▸ **ACTIVITY**
Give back the records below exactly, omitting the pictures.

▸ **LISTED ENTRIES**
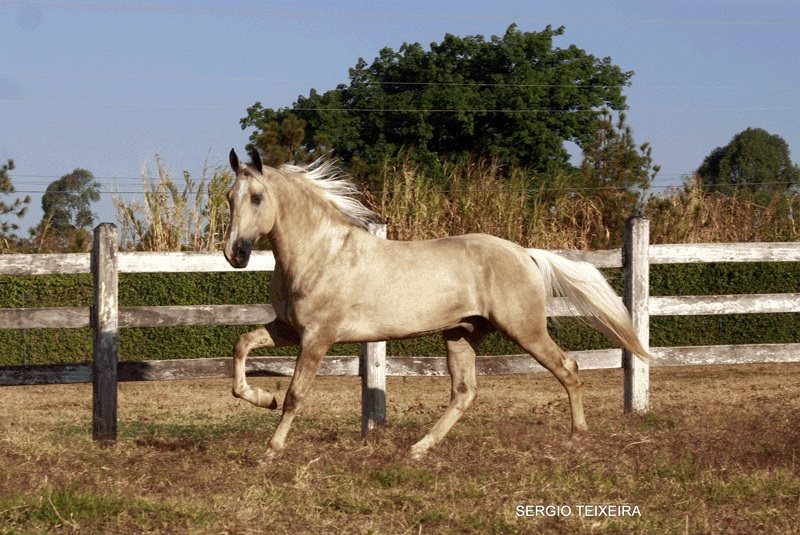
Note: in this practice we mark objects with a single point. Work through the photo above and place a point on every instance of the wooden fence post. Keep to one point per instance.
(372, 368)
(104, 322)
(637, 293)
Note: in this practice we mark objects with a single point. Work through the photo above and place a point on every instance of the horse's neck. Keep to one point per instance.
(305, 235)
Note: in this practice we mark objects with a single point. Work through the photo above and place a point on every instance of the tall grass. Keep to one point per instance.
(486, 197)
(692, 215)
(172, 218)
(547, 212)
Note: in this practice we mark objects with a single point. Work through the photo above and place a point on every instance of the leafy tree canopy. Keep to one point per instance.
(754, 159)
(516, 98)
(67, 201)
(17, 207)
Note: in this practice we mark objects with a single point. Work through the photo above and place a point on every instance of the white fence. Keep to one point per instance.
(106, 317)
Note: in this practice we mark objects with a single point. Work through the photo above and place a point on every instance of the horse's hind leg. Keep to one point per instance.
(559, 363)
(461, 346)
(274, 334)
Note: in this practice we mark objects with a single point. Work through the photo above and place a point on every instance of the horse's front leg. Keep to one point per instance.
(274, 334)
(312, 351)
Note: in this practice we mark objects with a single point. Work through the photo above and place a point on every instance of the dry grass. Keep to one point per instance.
(485, 197)
(169, 218)
(692, 215)
(717, 455)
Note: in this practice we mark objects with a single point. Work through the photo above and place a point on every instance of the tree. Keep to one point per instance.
(755, 160)
(515, 98)
(616, 172)
(17, 207)
(67, 201)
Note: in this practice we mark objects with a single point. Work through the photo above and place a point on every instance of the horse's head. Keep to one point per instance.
(252, 209)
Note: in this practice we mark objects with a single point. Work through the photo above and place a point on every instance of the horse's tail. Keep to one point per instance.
(590, 294)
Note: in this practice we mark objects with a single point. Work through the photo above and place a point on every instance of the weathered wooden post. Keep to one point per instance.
(104, 321)
(372, 368)
(637, 295)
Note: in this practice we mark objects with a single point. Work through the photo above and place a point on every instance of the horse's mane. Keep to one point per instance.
(333, 185)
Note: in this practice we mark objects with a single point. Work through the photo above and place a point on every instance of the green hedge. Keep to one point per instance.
(74, 345)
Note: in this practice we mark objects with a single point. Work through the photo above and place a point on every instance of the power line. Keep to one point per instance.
(187, 8)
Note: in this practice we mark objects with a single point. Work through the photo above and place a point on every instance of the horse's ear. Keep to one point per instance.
(234, 161)
(255, 158)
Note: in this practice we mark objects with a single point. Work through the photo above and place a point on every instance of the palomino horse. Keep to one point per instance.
(334, 282)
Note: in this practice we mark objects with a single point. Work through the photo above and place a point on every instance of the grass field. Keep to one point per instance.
(718, 454)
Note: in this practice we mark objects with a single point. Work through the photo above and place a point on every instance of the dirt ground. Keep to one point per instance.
(717, 454)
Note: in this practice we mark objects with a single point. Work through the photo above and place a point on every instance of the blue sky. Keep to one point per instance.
(108, 85)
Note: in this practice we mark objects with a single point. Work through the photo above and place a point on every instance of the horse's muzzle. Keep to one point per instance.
(239, 255)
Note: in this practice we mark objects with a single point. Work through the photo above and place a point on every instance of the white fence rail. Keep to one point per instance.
(373, 365)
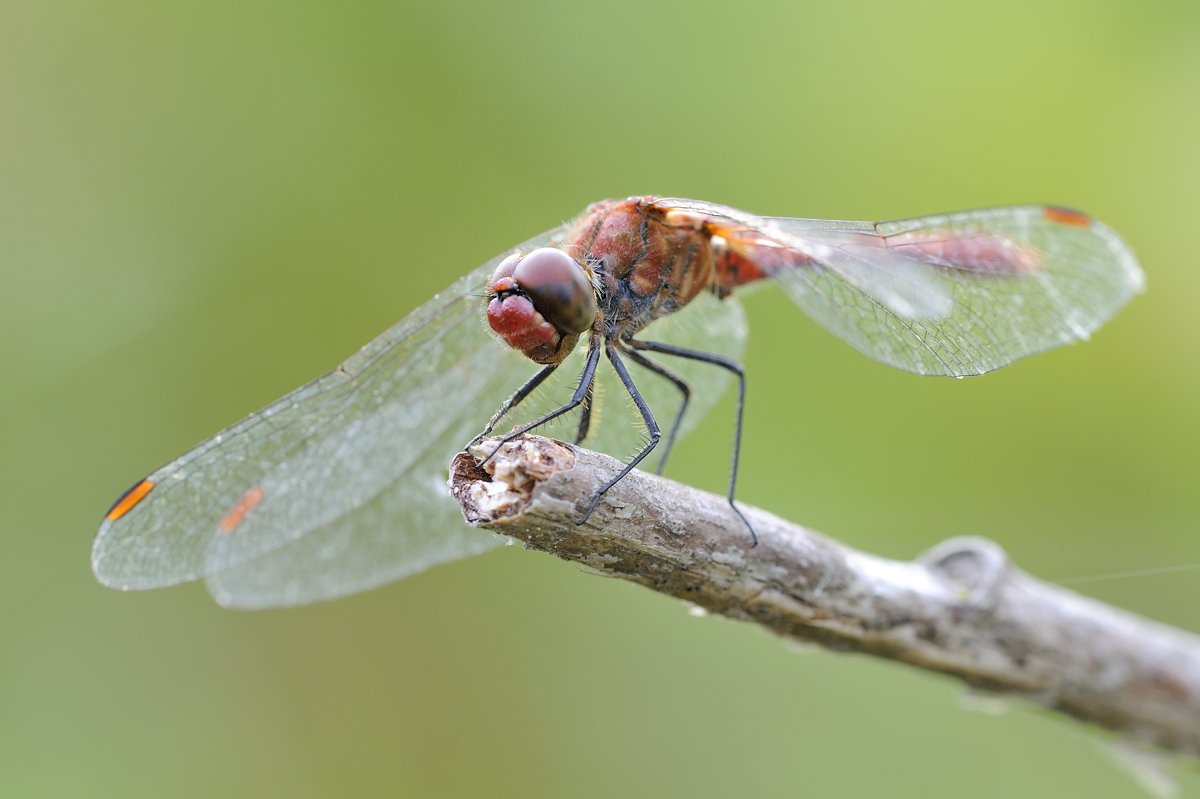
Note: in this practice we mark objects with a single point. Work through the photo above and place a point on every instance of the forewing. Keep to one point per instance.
(955, 294)
(340, 485)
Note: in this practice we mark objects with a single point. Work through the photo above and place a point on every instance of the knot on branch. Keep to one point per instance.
(975, 569)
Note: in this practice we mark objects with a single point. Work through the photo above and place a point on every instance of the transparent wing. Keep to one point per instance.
(340, 486)
(954, 294)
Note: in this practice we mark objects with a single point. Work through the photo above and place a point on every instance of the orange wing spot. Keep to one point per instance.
(129, 499)
(1066, 216)
(237, 515)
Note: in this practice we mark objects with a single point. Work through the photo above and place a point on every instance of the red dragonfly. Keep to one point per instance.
(340, 486)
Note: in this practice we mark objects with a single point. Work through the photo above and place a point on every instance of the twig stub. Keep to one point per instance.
(960, 610)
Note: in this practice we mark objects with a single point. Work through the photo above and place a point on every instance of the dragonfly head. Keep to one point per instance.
(540, 302)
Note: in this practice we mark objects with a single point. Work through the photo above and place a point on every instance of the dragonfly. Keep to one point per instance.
(341, 485)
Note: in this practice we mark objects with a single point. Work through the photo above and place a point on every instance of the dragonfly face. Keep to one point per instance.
(340, 485)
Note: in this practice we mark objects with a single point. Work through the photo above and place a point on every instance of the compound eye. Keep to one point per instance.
(558, 288)
(504, 269)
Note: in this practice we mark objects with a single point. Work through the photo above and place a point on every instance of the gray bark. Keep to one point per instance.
(961, 608)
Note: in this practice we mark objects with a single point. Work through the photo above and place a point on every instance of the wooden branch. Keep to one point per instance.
(960, 608)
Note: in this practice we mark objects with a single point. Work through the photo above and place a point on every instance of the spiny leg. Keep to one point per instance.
(581, 391)
(684, 389)
(652, 426)
(586, 415)
(736, 368)
(513, 402)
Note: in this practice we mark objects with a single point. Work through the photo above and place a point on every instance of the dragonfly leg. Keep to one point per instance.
(736, 368)
(585, 416)
(684, 389)
(652, 427)
(513, 402)
(581, 391)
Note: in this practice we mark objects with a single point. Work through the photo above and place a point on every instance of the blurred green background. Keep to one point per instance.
(207, 204)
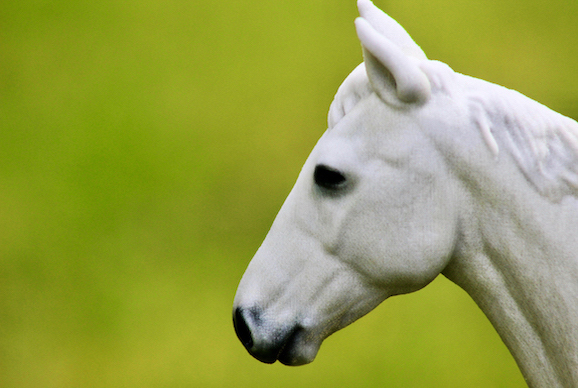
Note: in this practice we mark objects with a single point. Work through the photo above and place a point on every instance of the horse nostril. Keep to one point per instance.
(242, 329)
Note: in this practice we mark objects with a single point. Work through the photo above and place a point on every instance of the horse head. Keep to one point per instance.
(376, 208)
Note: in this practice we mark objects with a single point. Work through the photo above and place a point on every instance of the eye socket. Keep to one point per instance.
(328, 178)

▸ **SOLUTION**
Note: in this practice we mark objects with a single point. Work through the photo above and place a point on every instance of the wooden fence post. Keep to one point per instance.
(372, 368)
(104, 322)
(637, 293)
Note: in this practice we mark objects with a single point. Work through the photo above and place a point on every instance of the horse's neck. Keep to one point per instance.
(305, 235)
Note: in this practice we mark objects with a single point. Work through the photo above and place a point on every instance of the tall grass. Keep to one point per instance.
(486, 197)
(692, 215)
(172, 218)
(547, 212)
Note: in this practice we mark objects with a single point. Work through the photo above and place a point on every instance of the leafy tree canopy. Keep to one point per instance.
(754, 159)
(516, 98)
(67, 201)
(17, 207)
Note: in this practice we mark objects with a single point. Work through the photo above and place a point on every instance of the white fence. Keep to one point per instance.
(106, 317)
Note: in this practice we mark objects with a single point. Work through the photo above and place a point on every instance of the horse's hind leg. Keep to one point per instance.
(559, 363)
(461, 346)
(274, 334)
Note: in this practice we mark objects with a single point. Work through the photo above and place a point on every instance of the horse's front leg. Keep to one point per instance.
(274, 334)
(312, 351)
Note: in this practice we mark objects with a single point. Work through the photo above and place a point on every instance of the dry grass. Keep to one point per instance.
(485, 197)
(169, 218)
(692, 215)
(717, 455)
Note: in this practice we mark objects with a single point. Work through the photo above and place a point on every instance of the tree. Keep to one point per instance.
(755, 160)
(515, 98)
(616, 172)
(17, 207)
(67, 201)
Note: in this practice we mark objects with a single point. Work through the photo above and place a point on every instance of the horse's head. Keep to one point per instance.
(252, 209)
Note: in this practice we mark objects with a single point. Work through the photo above and place a point on every instance of the horse's tail. Keep to one point per instance.
(590, 294)
Note: in this practice we mark objects with a single point. Work through the photo above and place a point on every instance of the weathered wooden post. Keep to one point per instance.
(104, 321)
(372, 368)
(637, 295)
Note: in this practice we mark objects with a single point. Work through the photo above and place a point on every instance of the horse's mane. Keep to one point per instance.
(333, 185)
Note: in this practice we mark objects with a single point. Work through the photo above and place a point on every instance of the green hedge. Keep to one point per instance.
(74, 345)
Note: in this practice we mark objects with a single point. Work through the photo above and place a point on every instance of the power line. Keep to one point per instance.
(187, 8)
Note: in this practice we mark objects with a single point. Work through the photo above and place a point on every instance of the horse's ear. Keep to one point per instance.
(234, 161)
(255, 158)
Note: in this practice we mark objects with a single point. Work through the photo above and place a point on every instance of the palomino horse. Keep to one point per instance.
(334, 282)
Note: in this practice we mark objects with a single point. Work through the photo above and place a point on every instance of the grass field. Keep to one point per instance.
(718, 454)
Note: in this practice we mark objects with a single point. Work through the photo above and place a point on every instance of the dirt ground. Keep to one point per instance.
(717, 454)
Note: in this practice we mark objects with a single point. Work through the photo above and place a point on every instance of the blue sky. Keep to one point per instance.
(108, 85)
Note: in this practice we mark objects with a single point. Work through the photo above and place a point on every instance of the horse's muzzle. Keep to one point per instance.
(239, 255)
Note: in this practice we mark objects with a single point. Work through the photo above and place a point on every instance of the white fence rail. Keep to one point per instance.
(373, 365)
Note: in this practice we mark objects with a single point. Work through the photo above and place a point on every instance of the forewing. Keep to one point per instance.
(955, 294)
(340, 485)
Note: in this practice we mark objects with a single point. Work through the photo above and place a point on every instance of the knot on branch. Keep to one point per instance.
(975, 569)
Note: in this practice we mark objects with a single point. Work through the photo above and place a point on every instance of the transparent wing. Keep to one point per instance.
(340, 486)
(954, 294)
Note: in this practice we mark objects with a single point. Work through the photo above and place a point on every instance of the orange wing spot. Keep to one point per instance.
(129, 499)
(1066, 216)
(237, 515)
Note: in this practice we mark objects with a single point. Work through the photo above and place a point on every instance of the red dragonfly. Keep to one point per instance.
(340, 486)
Note: in this practice we mark objects with a single point. Work through the photo above and place a point on every instance of the twig stub. Keep to one point per instance.
(960, 610)
Note: in this practice we mark objects with a single point. Work through the photo above and place a point on every instance of the dragonfly head. Keep to one point per instance.
(540, 302)
Note: in this practice we mark objects with a single point. Work through the photo above and place a point on every instance of the dragonfly. Keep to one point per instance.
(341, 485)
Note: in this practice we mark objects with a single point. Work through the photo above and place a point on every instance of the dragonfly face. Keep to one point per instance.
(340, 485)
Note: in this practice we mark objects with a single point. Work through the photo above and place a point on every instance of the compound eye. Keep to one point per instance.
(558, 288)
(504, 269)
Note: in this practice we mark objects with a single point. Work through the photo above and place a point on every instance of the gray bark. Keep to one point per instance.
(961, 608)
Note: in this practice we mark objects with a single point. Work through the photo above and place a point on every instance of the wooden branch. Keep to one point per instance.
(960, 608)
Note: in this practice we mark objects with a single point. Work through the photo above and place a point on every instance of the spiny leg. Keep to one point per instance.
(581, 391)
(684, 389)
(652, 426)
(586, 415)
(736, 368)
(513, 402)
Note: in this practice we mark objects with a single point. Work through the photo above and place a point on every instance of the dragonfly leg. Keep to one point per instance.
(736, 368)
(585, 416)
(684, 389)
(652, 427)
(513, 402)
(581, 391)
Note: in this practice we mark objects with a single point. Work through the photo above and place a point on every instance of the blurred green background. Keep to one point per instance.
(207, 204)
Note: in this practice we mark objects with a single point. Work through the photo above and place a point on every instance of the horse nostril. Keep to one point per instance.
(242, 329)
Note: in this practice we mark objects with a single point. Work through the photo above and place a point on every instance of the horse head. Keep to one point per instance.
(376, 208)
Note: in this practice we mark objects with a single point. Work through the photo above and place a point on every instance of the eye socket. Keep to one point per instance.
(328, 178)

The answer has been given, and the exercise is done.